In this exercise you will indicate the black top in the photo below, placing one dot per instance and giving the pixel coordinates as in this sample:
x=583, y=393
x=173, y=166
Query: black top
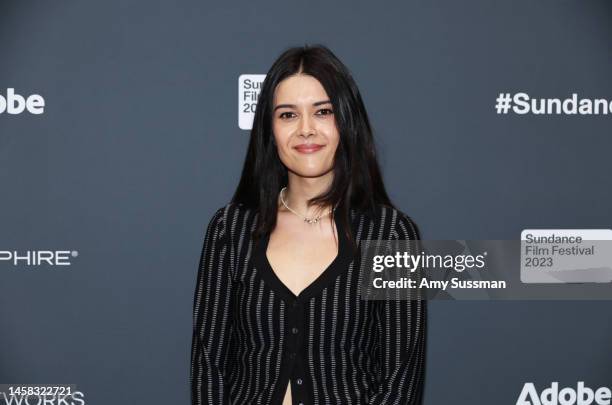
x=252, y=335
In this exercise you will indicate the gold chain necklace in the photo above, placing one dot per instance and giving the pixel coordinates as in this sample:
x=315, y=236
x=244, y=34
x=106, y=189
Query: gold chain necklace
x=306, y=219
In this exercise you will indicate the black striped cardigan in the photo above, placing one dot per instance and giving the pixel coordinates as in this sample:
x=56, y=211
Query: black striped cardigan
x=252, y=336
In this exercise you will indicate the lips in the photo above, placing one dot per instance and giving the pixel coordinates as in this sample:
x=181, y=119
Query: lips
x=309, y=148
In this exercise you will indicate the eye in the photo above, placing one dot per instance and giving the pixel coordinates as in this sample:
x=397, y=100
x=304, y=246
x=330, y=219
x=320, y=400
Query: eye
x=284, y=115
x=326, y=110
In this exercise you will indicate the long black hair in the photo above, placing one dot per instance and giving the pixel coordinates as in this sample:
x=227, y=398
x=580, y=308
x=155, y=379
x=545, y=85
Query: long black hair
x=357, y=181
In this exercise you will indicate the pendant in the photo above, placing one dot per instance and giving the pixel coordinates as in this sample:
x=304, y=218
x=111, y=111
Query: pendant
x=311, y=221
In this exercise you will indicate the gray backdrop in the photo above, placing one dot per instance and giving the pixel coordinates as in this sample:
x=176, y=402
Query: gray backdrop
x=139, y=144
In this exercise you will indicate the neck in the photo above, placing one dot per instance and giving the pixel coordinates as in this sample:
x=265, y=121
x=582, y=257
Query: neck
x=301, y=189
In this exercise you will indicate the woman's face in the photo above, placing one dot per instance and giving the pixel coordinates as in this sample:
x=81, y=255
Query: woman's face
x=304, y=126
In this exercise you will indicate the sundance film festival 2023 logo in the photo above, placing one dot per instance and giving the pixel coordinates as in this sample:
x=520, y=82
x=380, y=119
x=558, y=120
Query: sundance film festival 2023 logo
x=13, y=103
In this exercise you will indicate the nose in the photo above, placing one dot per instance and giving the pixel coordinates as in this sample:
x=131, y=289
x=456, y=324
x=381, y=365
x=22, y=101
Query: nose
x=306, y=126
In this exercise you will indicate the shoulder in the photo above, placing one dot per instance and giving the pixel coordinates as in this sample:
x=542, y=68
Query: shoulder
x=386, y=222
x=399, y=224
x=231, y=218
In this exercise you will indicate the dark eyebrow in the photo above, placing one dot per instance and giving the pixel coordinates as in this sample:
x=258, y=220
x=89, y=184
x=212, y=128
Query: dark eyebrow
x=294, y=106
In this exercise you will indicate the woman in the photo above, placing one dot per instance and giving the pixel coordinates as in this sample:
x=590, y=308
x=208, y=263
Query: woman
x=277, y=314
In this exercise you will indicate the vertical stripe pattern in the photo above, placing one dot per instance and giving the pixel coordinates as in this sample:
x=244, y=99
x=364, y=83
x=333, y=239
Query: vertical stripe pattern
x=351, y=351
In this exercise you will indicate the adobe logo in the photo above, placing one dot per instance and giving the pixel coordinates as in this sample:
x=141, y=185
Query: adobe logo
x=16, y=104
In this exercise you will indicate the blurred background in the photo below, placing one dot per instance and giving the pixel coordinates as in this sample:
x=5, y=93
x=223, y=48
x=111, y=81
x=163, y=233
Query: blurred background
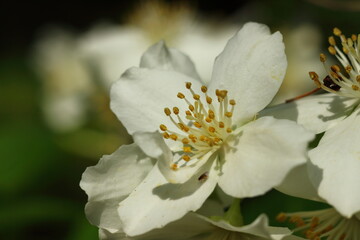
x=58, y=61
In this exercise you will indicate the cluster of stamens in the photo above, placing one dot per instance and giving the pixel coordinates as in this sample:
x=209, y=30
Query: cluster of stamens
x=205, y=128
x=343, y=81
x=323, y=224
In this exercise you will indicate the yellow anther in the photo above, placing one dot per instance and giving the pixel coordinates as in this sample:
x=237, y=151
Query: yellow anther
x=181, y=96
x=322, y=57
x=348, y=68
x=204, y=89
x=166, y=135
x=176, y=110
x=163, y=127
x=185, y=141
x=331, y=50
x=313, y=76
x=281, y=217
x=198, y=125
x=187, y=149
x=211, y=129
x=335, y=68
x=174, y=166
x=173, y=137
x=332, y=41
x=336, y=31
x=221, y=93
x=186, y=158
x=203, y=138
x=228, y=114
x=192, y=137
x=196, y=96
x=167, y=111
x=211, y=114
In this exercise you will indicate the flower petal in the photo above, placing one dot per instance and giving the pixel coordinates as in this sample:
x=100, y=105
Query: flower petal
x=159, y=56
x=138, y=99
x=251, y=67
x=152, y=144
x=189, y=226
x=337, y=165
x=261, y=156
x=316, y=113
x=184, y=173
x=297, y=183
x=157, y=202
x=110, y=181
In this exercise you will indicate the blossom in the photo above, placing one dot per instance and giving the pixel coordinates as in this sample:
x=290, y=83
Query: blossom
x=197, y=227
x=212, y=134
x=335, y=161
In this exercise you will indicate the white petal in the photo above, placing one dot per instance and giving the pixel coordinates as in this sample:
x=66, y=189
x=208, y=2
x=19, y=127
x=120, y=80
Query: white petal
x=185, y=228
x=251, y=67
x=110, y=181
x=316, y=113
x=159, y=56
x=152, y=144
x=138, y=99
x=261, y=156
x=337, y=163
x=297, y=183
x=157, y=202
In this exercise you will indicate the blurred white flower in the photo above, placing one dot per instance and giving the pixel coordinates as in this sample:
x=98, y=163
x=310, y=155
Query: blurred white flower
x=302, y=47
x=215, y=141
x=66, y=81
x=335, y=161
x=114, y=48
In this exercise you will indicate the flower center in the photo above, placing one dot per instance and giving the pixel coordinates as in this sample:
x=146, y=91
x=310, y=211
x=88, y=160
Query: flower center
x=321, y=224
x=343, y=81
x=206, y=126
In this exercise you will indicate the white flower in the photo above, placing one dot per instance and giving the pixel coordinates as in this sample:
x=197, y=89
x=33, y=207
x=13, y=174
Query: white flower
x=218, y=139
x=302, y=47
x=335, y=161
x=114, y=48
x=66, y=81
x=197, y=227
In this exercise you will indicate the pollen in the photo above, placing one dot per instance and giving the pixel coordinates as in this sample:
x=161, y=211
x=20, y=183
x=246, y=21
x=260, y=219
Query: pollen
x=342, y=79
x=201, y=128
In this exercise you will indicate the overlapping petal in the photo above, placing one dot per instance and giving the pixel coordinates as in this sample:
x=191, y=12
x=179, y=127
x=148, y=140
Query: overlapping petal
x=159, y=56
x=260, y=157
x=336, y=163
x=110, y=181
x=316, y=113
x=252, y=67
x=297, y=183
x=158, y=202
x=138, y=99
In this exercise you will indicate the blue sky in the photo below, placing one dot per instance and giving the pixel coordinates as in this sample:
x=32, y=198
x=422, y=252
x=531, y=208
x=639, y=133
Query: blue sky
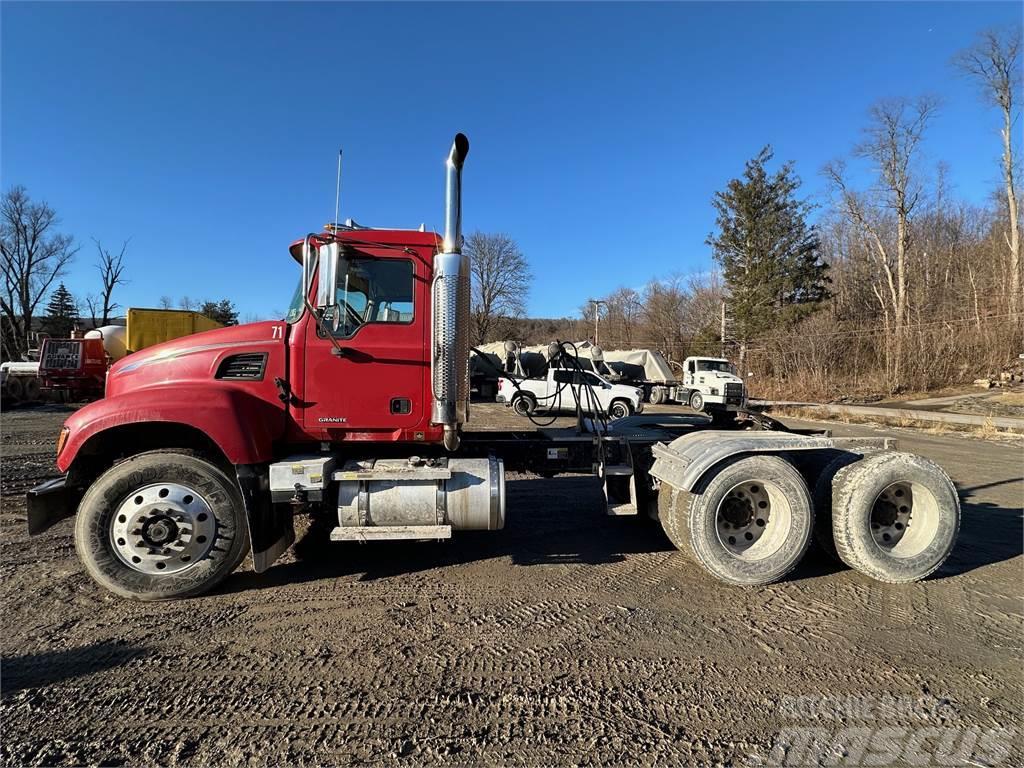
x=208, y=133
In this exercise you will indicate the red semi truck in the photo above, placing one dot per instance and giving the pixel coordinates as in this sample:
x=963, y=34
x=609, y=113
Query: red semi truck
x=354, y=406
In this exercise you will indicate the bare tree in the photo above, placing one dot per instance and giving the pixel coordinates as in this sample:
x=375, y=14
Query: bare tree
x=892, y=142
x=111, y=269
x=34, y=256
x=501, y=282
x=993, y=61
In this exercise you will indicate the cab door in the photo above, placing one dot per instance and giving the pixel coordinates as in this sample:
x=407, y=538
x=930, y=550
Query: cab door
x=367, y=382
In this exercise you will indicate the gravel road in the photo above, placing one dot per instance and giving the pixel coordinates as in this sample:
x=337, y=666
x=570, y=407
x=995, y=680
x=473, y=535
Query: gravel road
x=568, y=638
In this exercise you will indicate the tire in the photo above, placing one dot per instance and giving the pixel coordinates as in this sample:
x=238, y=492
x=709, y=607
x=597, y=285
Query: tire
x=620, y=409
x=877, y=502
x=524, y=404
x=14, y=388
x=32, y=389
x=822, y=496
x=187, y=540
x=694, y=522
· · · · · · ·
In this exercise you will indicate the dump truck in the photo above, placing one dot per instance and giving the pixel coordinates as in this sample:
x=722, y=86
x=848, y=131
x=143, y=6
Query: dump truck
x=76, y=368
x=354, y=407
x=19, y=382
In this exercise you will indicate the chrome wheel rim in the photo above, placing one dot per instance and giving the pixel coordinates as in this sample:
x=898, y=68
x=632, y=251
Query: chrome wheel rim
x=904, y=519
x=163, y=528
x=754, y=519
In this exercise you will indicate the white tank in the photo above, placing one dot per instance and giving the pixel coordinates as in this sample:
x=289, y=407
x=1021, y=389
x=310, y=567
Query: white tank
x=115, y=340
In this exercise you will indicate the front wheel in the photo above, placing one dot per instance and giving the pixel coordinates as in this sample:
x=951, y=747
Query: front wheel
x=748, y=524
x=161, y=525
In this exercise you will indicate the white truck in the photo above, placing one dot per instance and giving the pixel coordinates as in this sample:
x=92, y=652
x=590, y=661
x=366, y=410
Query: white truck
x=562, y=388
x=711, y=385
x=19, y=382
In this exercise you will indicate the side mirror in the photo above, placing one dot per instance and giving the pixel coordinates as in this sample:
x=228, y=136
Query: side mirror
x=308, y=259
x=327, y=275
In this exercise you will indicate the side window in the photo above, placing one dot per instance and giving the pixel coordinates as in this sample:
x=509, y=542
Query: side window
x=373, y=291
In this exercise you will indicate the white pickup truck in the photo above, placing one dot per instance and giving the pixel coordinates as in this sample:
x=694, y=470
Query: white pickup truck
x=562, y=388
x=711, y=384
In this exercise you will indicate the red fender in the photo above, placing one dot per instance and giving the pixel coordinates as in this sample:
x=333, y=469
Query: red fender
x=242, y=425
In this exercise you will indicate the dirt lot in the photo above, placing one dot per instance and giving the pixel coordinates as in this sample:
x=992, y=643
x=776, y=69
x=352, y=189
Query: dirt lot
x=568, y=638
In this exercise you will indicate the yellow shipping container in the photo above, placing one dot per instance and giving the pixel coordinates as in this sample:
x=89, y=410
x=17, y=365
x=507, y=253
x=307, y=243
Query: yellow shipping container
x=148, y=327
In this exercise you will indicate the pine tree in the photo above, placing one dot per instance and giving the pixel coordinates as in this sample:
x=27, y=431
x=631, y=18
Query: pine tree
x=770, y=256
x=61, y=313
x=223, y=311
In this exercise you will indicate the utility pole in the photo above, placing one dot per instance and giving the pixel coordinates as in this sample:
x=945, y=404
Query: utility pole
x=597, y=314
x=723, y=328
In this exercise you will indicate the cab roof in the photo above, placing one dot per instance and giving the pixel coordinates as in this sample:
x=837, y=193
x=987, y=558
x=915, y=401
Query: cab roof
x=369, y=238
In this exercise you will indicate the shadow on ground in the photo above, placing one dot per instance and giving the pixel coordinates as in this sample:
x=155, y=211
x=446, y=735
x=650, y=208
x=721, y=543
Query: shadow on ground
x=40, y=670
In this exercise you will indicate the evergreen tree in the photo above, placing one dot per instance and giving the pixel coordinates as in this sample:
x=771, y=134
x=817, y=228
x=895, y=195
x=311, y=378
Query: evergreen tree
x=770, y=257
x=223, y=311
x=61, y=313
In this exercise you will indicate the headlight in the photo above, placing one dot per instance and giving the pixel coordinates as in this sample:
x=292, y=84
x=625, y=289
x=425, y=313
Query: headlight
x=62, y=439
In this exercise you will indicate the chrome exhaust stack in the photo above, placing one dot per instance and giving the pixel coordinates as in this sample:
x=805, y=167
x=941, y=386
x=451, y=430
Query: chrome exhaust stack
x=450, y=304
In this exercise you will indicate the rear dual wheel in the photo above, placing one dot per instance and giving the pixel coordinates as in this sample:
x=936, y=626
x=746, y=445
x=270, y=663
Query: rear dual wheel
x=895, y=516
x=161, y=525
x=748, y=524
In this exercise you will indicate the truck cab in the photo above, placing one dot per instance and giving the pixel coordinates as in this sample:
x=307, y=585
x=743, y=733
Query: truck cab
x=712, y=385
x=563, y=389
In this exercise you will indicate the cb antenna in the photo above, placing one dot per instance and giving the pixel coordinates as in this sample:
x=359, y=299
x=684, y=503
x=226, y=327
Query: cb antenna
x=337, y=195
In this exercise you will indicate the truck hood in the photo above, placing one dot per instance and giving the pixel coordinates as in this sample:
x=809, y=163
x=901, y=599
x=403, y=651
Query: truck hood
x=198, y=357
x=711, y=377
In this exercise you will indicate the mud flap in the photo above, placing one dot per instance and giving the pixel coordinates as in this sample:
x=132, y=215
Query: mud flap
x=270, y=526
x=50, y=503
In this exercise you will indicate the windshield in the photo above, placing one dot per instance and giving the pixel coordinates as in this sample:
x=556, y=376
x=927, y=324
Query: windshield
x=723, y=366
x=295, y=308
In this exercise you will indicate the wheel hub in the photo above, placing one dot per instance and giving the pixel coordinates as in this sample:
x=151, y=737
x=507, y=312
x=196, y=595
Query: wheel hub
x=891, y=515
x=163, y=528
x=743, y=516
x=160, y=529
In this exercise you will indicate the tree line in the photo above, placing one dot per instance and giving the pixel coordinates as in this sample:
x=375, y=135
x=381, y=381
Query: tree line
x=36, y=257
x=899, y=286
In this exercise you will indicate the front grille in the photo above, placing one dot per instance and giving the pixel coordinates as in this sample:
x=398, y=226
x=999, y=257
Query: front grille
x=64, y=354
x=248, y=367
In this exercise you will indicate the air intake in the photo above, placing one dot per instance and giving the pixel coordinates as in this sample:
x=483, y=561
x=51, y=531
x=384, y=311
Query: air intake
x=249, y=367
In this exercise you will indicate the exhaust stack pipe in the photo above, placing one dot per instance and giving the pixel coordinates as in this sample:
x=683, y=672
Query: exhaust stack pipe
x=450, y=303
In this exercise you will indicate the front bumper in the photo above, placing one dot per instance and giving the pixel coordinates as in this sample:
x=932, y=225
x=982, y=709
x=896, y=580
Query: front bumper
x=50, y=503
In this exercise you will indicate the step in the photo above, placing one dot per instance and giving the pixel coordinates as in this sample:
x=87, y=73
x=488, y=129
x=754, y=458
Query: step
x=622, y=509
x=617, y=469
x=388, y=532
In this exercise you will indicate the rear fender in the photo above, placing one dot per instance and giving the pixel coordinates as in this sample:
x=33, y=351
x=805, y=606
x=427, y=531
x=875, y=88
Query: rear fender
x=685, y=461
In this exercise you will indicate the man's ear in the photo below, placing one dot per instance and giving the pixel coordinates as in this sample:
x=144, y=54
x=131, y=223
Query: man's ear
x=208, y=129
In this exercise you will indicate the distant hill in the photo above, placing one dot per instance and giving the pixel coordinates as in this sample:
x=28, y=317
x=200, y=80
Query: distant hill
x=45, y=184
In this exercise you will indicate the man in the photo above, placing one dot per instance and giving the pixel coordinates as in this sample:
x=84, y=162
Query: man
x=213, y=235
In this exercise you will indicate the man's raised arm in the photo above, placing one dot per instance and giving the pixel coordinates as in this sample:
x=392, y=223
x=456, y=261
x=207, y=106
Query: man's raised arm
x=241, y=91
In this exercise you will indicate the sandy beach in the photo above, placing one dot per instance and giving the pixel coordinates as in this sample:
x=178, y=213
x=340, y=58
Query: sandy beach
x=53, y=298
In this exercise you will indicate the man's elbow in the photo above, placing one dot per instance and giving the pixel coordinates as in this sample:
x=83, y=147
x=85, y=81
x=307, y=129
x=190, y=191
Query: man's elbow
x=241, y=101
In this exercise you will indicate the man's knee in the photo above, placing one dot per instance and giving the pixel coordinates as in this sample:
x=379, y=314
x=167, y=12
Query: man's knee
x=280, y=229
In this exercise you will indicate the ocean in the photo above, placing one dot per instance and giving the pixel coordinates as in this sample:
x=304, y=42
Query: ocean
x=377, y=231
· · · · · · ·
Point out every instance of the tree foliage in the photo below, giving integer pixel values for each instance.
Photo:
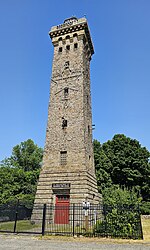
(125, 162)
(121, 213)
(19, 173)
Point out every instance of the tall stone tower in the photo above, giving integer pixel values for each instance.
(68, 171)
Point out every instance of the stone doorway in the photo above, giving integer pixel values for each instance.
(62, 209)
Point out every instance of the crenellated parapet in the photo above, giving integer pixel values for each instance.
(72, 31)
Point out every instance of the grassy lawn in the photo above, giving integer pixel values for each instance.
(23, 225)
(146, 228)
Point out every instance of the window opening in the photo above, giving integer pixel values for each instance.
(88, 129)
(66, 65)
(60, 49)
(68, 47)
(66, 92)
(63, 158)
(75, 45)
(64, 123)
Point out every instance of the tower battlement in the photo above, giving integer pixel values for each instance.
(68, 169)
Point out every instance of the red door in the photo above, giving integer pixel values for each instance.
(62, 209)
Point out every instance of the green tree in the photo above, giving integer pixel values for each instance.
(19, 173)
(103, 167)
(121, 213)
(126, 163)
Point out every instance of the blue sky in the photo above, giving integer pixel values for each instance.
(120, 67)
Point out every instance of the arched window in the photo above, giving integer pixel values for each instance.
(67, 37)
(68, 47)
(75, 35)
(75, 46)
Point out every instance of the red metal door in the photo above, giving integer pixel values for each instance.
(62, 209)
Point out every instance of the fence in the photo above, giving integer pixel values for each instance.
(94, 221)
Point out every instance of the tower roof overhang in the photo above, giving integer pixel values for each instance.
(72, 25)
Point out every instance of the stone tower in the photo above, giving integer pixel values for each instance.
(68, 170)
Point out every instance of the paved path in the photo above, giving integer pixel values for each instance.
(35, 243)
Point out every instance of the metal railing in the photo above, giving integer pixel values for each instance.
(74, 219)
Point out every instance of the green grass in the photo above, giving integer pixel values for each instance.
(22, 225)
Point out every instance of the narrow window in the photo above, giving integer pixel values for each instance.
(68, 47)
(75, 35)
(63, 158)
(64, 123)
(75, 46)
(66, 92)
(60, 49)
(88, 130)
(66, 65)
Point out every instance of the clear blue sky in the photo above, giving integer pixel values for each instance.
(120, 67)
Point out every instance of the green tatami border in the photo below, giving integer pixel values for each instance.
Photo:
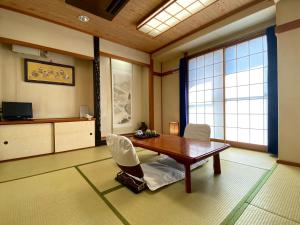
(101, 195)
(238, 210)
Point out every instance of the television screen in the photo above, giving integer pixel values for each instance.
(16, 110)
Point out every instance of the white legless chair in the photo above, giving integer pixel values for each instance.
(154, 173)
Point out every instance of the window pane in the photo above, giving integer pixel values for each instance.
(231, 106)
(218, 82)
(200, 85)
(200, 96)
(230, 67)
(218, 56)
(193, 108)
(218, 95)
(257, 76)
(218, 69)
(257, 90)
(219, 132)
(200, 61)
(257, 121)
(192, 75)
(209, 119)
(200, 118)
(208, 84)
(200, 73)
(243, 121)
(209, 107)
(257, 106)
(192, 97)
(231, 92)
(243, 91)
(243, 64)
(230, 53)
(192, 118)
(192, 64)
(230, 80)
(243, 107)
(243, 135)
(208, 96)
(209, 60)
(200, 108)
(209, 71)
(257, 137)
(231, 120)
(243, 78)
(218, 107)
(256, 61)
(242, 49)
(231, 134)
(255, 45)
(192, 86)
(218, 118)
· · · · · · ·
Lines from the entries that contain the string "below" must be found and copied.

In this exercise you will indicate the black top in the photo below, placing one dot per instance and giving the pixel coordinates as in this sample:
In this exercise you will indicate the blurred background in the photo below, placing one dot per instance and giving the pixel coordinates as in this sample:
In this exercise you will indicate the blue sky in the photo below, placing one dot per instance and giving the pixel coordinates as in this sample:
In this exercise you will indicate the man's ear in the photo below, placing one dot per instance and giving the pixel coordinates as in this sample:
Point out every instance of the tree foliage in the photo below, giving integer pixel values for each instance.
Point out every instance of the green tatami border in the photo below, giving integer pixel values for each instance.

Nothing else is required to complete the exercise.